__Tarea A__.
Responda, a partir del texto sobre la violencia filio-parental, las siguientes preguntas:
(i) ¿Qué destacan Dugas et al. (1985) en los casos de violencia filio-parental?
(ii) ¿Qué proporción de los hijos de la muestra de Sempere et al. (2007) no eran los primogénitos?
(iii) ¿Qué características personales proponen quienes no apoyan que estos adolescentes sufran trastornos graves de personalidad o psiquiátricos?
__Tarea B__. Imprima el fragmento del texto sobre la violencia filio-parental desde "Las conclusiones en" hasta "et al., 2007).".

__Texto seleccionado__.
· · · · · · ·

El número de hermanos o el orden de la fratría han despertado escaso interés en la mayor parte de los estudios internacionales revisados, a excepción del realizado por Dugas et al. (1985) quienes destacan una mayor prevalencia de hijos primogénitos (y únicos) en los casos de violencia filio-parental. Por ello, la información que aparece en este artículo (Tabla 2) ha sido extraída de trabajos españoles.

A partir de estos datos podemos concluir que ser hijo único no aparece como una variable concluyente. Por el contrario, es más significativa la variable tener uno o más hermanos. Los resultados no muestran diferencias significativas entre ser o no ser hijo primogénito. Asi mismo, Sempere et al. (2007) concluyen que más de la mitad de los hijos de su muestra no eran los primogénitos pero, en el momento de la agresión, era el hijo con mayor edad en el hogar o vivía solo con sus progenitores.

 

Variables psicológicas

En la mayoría de la literatura especializada se citan algunas variables psicológicas como predictores de la conducta de violencia filio-parental. De hecho, hay autores que señalan trastornos psicológicos (principalmente de la personalidad) y psiquiátricos (Garrido, 2006; Honjo y Wakabayashi, 1988; Omer, 2004; Urra, 2006). En contraposición, hay voces que no apoyan que estos adolescentes sufran trastornos graves de personalidad o psiquiátricos indicando que no está demostrada la relación causal entre salud mental y violencia filio-parental, proponiendo otras características personales como problemas en el autocontrol, impulsividad, la regulación afectiva y la falta de habilidades sociales (Cottrell y Monk, 2004; García de Galdeano y González, 2007; Ibabe y Jaureguizar, 2011; Marcelli, 2002; Paulson et al., 1990).

Las conclusiones en los estudios españoles coinciden en que los adolescentes principalmente presentan: baja tolerancia a la frustración, TDA-H, distancia interpersonal, no demora del refuerzo, ausencia de empatía, impulsividad, ira, no asumen su responsabilidad, justifican y/o minimizan el maltrato (distorsiones cognitivas), bajo autocontrol, apatía, aislamiento social, bajos niveles de frustración y autoestima, irritabilidad, egocentrismo y prepotencia (Asociación Altea-España, 2008; Ibabe et al., 2007; Rechea y Cuervo, 2009; Rechea et al., 2008; Romero et al., 2007; Sempere et al., 2007).

· · · · · · ·

Entradas guardadas
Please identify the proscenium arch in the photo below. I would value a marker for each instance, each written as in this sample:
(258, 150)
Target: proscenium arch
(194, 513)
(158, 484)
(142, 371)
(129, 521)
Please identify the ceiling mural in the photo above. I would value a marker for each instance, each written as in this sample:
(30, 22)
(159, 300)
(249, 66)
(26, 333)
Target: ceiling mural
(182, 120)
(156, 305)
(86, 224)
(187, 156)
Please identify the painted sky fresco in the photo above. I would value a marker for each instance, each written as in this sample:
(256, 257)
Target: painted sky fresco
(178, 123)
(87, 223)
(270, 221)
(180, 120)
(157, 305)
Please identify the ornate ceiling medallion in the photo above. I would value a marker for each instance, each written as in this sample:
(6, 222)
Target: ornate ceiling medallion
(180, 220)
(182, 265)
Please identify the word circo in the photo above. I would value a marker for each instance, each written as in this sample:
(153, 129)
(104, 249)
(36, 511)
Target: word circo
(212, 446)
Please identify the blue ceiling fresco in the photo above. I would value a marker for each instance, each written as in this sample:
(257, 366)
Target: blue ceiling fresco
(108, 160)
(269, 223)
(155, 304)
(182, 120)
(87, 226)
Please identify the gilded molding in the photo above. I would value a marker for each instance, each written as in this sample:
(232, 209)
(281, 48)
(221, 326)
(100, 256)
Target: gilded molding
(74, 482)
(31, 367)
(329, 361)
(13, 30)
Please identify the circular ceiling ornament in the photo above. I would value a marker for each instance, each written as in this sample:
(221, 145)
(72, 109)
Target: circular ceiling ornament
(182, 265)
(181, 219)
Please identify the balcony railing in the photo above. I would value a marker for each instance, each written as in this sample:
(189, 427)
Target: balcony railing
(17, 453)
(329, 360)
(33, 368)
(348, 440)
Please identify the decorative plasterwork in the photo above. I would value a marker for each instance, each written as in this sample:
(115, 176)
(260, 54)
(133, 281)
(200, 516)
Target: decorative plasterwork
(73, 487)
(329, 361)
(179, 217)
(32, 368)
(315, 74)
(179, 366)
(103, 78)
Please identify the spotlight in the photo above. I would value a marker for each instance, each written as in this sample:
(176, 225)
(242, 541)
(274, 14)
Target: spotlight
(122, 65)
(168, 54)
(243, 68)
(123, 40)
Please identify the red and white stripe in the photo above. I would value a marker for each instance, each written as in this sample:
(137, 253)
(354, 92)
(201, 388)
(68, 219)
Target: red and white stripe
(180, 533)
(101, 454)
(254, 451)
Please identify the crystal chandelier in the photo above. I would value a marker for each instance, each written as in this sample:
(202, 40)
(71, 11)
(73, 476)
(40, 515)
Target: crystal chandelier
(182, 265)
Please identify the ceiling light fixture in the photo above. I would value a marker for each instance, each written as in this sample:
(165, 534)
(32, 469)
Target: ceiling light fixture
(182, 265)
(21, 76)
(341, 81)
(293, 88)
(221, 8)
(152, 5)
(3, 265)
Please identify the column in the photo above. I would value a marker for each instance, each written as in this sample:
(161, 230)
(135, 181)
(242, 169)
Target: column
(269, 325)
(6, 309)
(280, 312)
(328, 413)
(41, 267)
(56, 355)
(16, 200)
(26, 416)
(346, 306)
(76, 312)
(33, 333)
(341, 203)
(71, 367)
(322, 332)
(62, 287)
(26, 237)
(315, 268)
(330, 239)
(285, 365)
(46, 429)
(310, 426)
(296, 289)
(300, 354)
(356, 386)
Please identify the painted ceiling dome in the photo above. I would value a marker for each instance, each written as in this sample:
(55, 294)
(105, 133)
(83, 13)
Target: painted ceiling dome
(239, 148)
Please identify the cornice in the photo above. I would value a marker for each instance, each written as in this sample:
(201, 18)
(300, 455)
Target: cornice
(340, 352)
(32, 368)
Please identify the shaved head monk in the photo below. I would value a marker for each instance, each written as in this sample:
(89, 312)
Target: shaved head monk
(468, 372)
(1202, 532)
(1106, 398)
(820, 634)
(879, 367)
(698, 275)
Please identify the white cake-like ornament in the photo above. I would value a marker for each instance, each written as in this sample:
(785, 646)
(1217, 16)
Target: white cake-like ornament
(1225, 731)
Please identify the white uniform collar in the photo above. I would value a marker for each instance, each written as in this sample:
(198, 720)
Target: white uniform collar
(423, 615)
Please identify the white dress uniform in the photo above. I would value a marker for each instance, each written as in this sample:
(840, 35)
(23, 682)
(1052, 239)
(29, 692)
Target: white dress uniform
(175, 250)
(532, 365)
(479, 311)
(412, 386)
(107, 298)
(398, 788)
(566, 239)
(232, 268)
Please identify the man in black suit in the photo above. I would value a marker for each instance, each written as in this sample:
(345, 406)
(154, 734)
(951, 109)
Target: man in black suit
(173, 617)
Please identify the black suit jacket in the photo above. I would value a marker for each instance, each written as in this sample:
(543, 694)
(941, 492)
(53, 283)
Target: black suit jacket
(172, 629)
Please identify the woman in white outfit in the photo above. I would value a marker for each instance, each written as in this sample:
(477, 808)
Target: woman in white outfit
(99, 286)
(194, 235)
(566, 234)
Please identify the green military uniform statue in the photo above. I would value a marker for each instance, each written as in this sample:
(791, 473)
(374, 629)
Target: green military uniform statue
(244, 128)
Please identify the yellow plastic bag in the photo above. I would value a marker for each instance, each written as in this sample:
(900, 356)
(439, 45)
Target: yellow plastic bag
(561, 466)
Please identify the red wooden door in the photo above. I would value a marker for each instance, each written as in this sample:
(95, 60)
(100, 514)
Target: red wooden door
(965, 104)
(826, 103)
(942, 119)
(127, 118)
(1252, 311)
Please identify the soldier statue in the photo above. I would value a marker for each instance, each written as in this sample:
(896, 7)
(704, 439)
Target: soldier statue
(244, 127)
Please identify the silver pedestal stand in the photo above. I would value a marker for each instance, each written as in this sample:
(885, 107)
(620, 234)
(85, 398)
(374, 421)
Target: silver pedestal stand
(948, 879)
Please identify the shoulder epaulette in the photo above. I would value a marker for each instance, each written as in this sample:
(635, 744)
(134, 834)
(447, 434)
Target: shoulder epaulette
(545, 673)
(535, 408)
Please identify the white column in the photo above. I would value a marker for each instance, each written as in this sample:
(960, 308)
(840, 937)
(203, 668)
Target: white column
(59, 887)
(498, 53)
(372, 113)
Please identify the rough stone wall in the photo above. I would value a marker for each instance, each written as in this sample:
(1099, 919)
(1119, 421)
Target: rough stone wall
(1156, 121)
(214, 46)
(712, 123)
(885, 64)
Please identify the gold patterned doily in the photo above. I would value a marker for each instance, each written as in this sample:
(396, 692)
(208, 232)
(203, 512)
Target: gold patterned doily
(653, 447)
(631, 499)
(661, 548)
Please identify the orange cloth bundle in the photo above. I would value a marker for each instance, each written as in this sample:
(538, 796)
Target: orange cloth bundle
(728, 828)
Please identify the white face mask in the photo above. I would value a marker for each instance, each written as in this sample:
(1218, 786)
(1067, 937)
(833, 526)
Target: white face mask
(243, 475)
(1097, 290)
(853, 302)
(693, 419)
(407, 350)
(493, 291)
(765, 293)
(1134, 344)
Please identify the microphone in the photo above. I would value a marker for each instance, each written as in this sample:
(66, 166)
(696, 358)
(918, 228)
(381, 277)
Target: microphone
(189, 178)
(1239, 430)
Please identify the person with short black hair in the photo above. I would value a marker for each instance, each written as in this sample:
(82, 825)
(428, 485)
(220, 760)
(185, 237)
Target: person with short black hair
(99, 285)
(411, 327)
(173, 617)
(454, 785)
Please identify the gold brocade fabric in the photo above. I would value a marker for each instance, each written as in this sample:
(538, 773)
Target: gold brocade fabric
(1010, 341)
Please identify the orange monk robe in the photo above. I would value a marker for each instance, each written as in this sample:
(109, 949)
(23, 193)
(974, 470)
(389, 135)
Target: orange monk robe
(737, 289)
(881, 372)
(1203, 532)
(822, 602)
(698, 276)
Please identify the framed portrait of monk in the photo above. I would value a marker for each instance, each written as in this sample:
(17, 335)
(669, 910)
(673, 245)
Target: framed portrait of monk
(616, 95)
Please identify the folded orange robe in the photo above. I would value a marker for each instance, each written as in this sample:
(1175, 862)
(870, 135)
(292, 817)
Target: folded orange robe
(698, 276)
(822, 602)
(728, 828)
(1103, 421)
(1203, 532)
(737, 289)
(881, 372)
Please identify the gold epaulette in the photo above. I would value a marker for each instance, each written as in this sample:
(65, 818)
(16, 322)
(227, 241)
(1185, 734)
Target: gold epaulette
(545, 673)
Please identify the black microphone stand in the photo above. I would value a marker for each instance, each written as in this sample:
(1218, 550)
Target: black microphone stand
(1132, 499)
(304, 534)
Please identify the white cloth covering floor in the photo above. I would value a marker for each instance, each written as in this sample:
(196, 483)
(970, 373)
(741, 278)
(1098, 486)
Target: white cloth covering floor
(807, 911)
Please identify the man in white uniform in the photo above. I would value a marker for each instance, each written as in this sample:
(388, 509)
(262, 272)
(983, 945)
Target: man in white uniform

· · · · · · ·

__Respuesta del ejercicio A__.
(i) Una mayor prevalencia de hijos primogénitos (y únicos).
(ii) Más de la mitad.
(iii) Problemas en el autocontrol, impulsividad, la regulación afectiva y la falta de habilidades sociales.

__Respuesta del ejercicio B__.
Las conclusiones en los estudios españoles coinciden en que los adolescentes principalmente presentan: baja tolerancia a la frustración, TDA-H, distancia interpersonal, no demora del refuerzo, ausencia de empatía, impulsividad, ira, no asumen su responsabilidad, justifican y/o minimizan el maltrato (distorsiones cognitivas), bajo autocontrol, apatía, aislamiento social, bajos niveles de frustración y autoestima, irritabilidad, egocentrismo y prepotencia (Asociación Altea-España, 2008; Ibabe et al., 2007; Rechea y Cuervo, 2009; Rechea et al., 2008; Romero et al., 2007; Sempere et al., 2007).